- _Auftrag 1_
Beantworte diese Fragen zum Text über Alexandra David-Néel:
(a) Von wem wurde sie als eine der ersten weißen Frauen empfangen?
(b) Wo wurde Sven Hedin abgefangen und zurückgewiesen?
(c) Welchen deutschen Titel trägt ihr Bericht „Voyage d’une Parisienne à Lhassa“?
- _Auftrag 2_
Entnimm dem Text über Alexandra David-Néel wortgetreu die Passage von „Alexandra David-Néel war“ bis einschließlich „Himmel und Hölle.“.

- _Ausgewählter Auszug_
§ §

Eine Operettensängerin in Tibet

„Weggehen oder zugrunde gehen“, war das Motto einer der abenteuerlichsten und mutigsten Frauen des 20. Jahrhunderts.

Alexandra David-Néel war Reisende, Forscherin, Orientalistin, Schriftstellerin und eine der ersten weißen Frau, die vom 13. Dalai Lama empfangen wurde. In den nepalischen Wäldern blickte sie einem Tiger direkt ins Auge und in Benares meditierte sie im Gazellen Hain, an dem Ort also, wo Buddha zum ersten Mal seine Lehre verkündet hatte. Als ihr größtes Abenteuer bezeichnete sie ihre heimliche Wanderung nach Lhasa, damals für Fremde eine verbotene Stadt. Alle Europäer vor ihr waren gescheitert bei dem Vorhaben, in die Stadt des Dalai Lama zu kommen. Sogar Sven Hedin wurde im Westen Tibets abgefangen und zurückgewiesen. Der Bericht Voyage d’une Parisienne à Lhassa ist wohl ihr bekanntestes Buch. Auf Deutsch hat es den blöden Titel Mein Weg durch Himmel und Hölle.

§ §

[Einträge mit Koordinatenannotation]

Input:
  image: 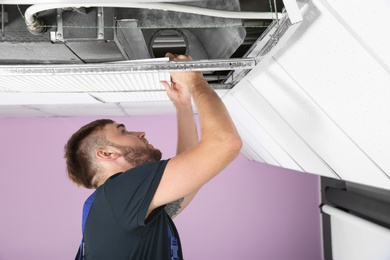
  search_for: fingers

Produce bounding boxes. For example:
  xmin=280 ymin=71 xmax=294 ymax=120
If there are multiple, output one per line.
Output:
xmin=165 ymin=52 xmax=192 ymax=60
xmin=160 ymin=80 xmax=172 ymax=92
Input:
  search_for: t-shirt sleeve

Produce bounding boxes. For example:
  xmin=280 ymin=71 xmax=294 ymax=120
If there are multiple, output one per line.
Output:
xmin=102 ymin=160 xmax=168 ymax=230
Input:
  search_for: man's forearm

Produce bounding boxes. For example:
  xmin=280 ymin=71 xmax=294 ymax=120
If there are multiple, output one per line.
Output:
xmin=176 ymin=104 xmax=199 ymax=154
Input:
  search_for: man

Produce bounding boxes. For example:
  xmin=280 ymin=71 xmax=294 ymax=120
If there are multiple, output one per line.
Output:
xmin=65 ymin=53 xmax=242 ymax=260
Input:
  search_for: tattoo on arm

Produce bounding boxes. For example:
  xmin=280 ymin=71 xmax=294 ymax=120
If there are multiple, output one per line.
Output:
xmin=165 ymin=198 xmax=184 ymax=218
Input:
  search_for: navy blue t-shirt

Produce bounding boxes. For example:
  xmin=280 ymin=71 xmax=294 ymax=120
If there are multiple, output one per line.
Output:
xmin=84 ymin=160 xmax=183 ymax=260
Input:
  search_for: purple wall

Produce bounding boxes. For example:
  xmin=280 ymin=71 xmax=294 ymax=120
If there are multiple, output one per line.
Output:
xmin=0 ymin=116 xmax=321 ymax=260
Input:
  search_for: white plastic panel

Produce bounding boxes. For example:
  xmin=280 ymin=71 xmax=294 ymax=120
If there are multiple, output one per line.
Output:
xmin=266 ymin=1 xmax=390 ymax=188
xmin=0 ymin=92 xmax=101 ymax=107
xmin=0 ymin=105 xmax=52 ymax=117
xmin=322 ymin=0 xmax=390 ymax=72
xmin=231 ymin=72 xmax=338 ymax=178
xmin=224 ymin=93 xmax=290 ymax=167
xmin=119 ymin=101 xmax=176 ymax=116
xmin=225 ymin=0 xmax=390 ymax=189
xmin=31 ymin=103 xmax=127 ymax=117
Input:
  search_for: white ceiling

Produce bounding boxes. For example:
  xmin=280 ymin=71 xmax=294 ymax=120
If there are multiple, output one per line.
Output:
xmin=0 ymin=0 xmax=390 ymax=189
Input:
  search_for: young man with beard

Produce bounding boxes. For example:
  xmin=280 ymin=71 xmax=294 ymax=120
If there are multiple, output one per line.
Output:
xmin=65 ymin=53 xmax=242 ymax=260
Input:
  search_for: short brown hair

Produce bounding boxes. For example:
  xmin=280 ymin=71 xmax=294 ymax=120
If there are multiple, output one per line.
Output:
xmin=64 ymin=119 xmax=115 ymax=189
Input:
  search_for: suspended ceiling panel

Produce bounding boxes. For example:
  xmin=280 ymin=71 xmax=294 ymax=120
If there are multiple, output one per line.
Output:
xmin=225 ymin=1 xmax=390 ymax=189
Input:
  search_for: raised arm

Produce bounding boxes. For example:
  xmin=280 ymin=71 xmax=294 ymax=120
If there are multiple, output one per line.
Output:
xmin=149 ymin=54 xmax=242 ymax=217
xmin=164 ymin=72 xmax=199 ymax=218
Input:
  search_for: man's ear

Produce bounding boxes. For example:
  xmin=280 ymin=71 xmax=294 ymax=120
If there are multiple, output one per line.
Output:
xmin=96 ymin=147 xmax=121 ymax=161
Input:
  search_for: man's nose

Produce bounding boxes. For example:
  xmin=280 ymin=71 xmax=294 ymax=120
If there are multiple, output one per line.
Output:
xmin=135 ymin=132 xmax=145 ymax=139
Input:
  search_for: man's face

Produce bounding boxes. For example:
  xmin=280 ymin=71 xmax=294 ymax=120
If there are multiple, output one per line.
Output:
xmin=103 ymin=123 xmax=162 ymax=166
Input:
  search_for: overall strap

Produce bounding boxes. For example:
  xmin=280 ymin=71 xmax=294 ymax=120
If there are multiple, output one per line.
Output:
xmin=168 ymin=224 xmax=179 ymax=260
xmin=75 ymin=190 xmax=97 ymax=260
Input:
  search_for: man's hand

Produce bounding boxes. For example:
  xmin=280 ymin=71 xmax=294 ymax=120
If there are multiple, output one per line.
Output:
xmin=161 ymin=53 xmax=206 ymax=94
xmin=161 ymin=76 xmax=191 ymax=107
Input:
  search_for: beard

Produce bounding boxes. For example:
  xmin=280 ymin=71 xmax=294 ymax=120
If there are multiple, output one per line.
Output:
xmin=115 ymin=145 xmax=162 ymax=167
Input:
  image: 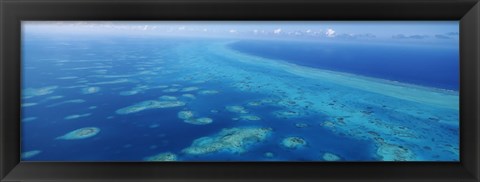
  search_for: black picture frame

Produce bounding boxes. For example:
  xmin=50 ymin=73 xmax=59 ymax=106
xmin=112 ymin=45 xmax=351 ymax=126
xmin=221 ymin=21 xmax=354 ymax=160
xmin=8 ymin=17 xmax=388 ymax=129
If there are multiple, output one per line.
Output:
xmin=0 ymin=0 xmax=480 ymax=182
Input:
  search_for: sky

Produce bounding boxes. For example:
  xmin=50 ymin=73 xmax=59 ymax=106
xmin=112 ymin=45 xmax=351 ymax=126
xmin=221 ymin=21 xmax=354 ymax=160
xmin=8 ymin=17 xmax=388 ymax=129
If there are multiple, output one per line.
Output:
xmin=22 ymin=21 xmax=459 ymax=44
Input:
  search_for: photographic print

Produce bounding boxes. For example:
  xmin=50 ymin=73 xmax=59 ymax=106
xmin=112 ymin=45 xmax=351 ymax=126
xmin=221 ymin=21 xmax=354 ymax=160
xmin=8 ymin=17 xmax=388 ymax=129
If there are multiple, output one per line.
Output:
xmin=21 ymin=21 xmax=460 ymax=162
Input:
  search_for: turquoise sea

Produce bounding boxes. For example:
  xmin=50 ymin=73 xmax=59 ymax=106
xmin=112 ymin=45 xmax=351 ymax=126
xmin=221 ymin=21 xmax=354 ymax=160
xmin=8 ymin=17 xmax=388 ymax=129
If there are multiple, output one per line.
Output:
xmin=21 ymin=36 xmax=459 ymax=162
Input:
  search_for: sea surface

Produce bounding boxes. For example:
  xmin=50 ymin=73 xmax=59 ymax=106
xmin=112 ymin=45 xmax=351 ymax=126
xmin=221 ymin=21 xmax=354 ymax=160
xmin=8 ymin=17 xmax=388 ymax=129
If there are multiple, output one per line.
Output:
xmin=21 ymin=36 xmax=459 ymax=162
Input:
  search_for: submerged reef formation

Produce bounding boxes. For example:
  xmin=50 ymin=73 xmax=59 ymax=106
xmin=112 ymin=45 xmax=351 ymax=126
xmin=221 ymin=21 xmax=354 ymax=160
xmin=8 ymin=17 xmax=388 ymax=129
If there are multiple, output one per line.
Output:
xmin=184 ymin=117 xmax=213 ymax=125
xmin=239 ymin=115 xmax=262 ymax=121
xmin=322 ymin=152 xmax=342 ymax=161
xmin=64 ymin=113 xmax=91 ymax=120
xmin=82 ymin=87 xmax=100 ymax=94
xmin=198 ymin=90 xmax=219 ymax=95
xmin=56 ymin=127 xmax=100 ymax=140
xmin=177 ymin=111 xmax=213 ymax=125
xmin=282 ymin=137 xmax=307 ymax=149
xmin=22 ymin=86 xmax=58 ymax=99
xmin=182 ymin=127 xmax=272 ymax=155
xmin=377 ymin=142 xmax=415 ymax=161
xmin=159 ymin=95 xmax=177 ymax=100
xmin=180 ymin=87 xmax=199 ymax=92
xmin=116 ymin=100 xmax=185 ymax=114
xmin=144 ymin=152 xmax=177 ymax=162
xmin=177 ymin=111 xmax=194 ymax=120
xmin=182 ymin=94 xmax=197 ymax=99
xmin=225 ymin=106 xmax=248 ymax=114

§ §

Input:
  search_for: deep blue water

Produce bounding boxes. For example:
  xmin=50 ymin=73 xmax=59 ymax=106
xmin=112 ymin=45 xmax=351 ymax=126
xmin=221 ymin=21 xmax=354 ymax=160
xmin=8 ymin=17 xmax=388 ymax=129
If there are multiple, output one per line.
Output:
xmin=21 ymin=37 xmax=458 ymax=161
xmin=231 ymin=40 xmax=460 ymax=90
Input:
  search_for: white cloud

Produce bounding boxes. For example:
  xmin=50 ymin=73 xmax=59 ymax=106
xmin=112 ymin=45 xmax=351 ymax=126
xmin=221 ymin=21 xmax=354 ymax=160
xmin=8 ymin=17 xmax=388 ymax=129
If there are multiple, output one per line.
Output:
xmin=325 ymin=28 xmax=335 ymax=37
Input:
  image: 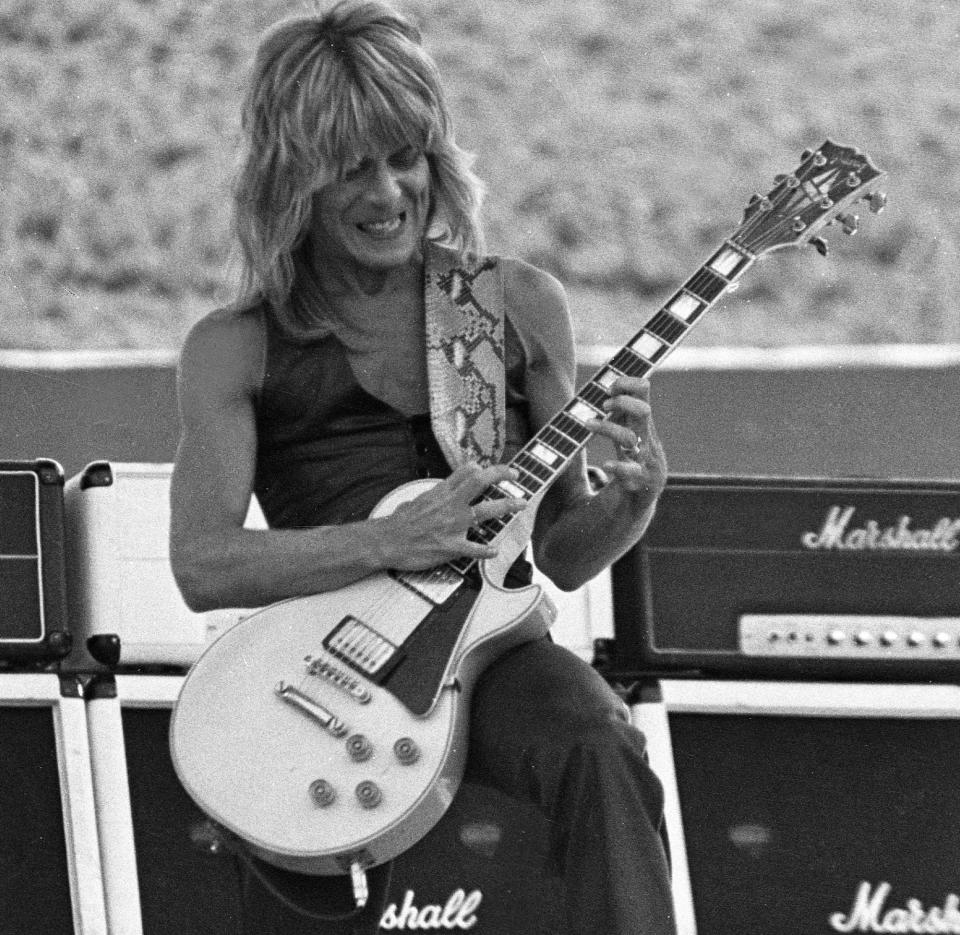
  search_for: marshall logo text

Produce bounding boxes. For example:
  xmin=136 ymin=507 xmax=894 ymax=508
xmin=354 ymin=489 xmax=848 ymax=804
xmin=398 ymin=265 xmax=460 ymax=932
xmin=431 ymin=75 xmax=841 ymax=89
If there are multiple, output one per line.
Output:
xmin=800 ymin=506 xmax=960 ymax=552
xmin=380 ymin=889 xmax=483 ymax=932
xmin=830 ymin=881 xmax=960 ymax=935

§ §

- _Ergebnis 1_
(a) Vom 13. Dalai Lama.
(b) Im Westen Tibets.
(c) „Mein Weg durch Himmel und Hölle“.

- _Ergebnis 2_
Alexandra David-Néel war Reisende, Forscherin, Orientalistin, Schriftstellerin und eine der ersten weißen Frau, die vom 13. Dalai Lama empfangen wurde. In den nepalischen Wäldern blickte sie einem Tiger direkt ins Auge und in Benares meditierte sie im Gazellen Hain, an dem Ort also, wo Buddha zum ersten Mal seine Lehre verkündet hatte. Als ihr größtes Abenteuer bezeichnete sie ihre heimliche Wanderung nach Lhasa, damals für Fremde eine verbotene Stadt. Alle Europäer vor ihr waren gescheitert bei dem Vorhaben, in die Stadt des Dalai Lama zu kommen. Sogar Sven Hedin wurde im Westen Tibets abgefangen und zurückgewiesen. Der Bericht Voyage d’une Parisienne à Lhassa ist wohl ihr bekanntestes Buch. Auf Deutsch hat es den blöden Titel Mein Weg durch Himmel und Hölle.